--- begin Text excerpt ---
At Kanglatongbi, off the highway from Kohima to Imphal, soldiers of the Indian Army drill before the dead. Every year, the Ordnance Corps performs a brief service to commemorate the battle of Lion Box, fought here in 1944. This year extra effort has been made.
Wreaths lie by the wall, the plain green leaves of an Ashoka tree bundled up with wire. There are guests: the Corps commandant and his aides from Delhi, and a solemn group of English men and women wearing Kuki tribal hats, pom-pommed and bright red, burning like flares in the morning sun.
As the sun climbs over Kanglatongbi, the pink climbs into the cheeks of the Englishmen. They have put their workaday lives on hold in London, Somerset, and Norfolk, to come to Imphal for the 70th anniversary of the battle. Like everything else that morning, the spring heat takes their thoughts back to a morning 70 years before, which must have been hot too. Their minds are with the men of the Lion Box: some their fathers, some strange heroes, most no more than the heaped dead.
The battle of Lion Box was an ordeal of defence and evacuation, faced by the troops of 221 Advanced Ordnance Depot when they came under Japanese attack on 7 April 1944. It was a single flashpoint in an inferno that swept over Manipur when it was invaded by Imperial Japan that year, at the climax of the Second World War in Asia.
On 29 March 1944, Japanese troops occupied the road due north of Imphal, cutting off the Imphal valley from Kohima, the Assam plains, and the rest of India. Two days later, they captured Nappen Hill, gaining a foothold on the Shenam Saddle.
The guests face the memorial, an obelisk engraved with the names of the dead, and approach, one by one, to lay wreaths at its base. Two high-stepping, white-gloved Dogra sepoys parade up and down beside them. The foliage piles up until it seems a buffet set out for passing cattle.
Afterwards, their guides take them to visit the actual site of the fighting, now a stretch of lumpy farmland above a shadowed gully. In a peasant family’s yard is a shaggy pit in the ground, full of leaves and flecked with plastic trash. Its ignoble appearance does not dismay the guests, who recognise it as a two-man slit trench, dug in ’44. Guides and guests exclaim to each other in wonder.
--- end Text excerpt ---
--- begin Supplied information ---
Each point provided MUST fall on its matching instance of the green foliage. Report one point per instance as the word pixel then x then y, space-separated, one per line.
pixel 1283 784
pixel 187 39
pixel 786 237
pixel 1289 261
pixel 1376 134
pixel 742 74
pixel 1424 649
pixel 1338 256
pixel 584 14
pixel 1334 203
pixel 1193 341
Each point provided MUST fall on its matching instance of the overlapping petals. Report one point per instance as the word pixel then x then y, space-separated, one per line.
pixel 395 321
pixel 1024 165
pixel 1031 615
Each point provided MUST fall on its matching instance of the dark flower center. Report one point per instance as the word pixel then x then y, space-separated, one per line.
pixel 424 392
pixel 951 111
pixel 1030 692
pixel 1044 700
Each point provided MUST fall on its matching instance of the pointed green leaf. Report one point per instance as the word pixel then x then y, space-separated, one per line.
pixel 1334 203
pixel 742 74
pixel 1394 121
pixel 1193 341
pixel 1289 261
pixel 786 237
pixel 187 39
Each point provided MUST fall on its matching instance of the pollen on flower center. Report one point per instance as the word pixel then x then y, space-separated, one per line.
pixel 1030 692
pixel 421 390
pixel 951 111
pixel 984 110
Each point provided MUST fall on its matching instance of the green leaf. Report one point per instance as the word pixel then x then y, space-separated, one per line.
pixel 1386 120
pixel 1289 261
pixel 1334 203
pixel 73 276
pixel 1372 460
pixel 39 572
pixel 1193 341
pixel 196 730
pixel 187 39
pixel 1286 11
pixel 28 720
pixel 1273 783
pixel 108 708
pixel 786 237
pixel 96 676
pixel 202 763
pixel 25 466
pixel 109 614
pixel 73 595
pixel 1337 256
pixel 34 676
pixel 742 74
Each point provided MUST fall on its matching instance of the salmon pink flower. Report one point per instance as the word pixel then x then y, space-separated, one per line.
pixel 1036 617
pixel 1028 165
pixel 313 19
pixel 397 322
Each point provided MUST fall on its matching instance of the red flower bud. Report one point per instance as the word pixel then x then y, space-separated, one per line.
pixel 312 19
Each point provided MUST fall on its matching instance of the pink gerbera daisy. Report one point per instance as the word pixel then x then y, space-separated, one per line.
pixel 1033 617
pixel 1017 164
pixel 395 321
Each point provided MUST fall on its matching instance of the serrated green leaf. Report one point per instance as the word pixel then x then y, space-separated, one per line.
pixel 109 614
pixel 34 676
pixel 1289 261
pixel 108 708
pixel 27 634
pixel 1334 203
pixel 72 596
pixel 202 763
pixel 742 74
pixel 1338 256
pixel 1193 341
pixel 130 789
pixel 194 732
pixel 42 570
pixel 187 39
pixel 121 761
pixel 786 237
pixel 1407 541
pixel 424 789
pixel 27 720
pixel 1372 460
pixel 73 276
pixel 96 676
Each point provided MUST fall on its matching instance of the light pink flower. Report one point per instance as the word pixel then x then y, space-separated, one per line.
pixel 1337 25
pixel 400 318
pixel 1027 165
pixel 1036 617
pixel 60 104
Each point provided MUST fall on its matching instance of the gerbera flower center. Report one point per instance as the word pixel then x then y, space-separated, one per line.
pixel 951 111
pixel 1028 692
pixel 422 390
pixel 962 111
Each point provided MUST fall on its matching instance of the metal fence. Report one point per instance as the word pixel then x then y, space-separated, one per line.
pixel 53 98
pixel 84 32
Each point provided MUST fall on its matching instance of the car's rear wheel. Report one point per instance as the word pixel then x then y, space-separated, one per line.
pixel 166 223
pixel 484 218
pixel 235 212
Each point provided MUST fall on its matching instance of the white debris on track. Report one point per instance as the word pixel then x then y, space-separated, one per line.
--- end Supplied information ---
[The exercise] Please copy the Lion Box text again, starting at "On 29 March" and ending at "for passing cattle.", and switch "obelisk" to "pillar".

[Written answer]
On 29 March 1944, Japanese troops occupied the road due north of Imphal, cutting off the Imphal valley from Kohima, the Assam plains, and the rest of India. Two days later, they captured Nappen Hill, gaining a foothold on the Shenam Saddle.
The guests face the memorial, an pillar engraved with the names of the dead, and approach, one by one, to lay wreaths at its base. Two high-stepping, white-gloved Dogra sepoys parade up and down beside them. The foliage piles up until it seems a buffet set out for passing cattle.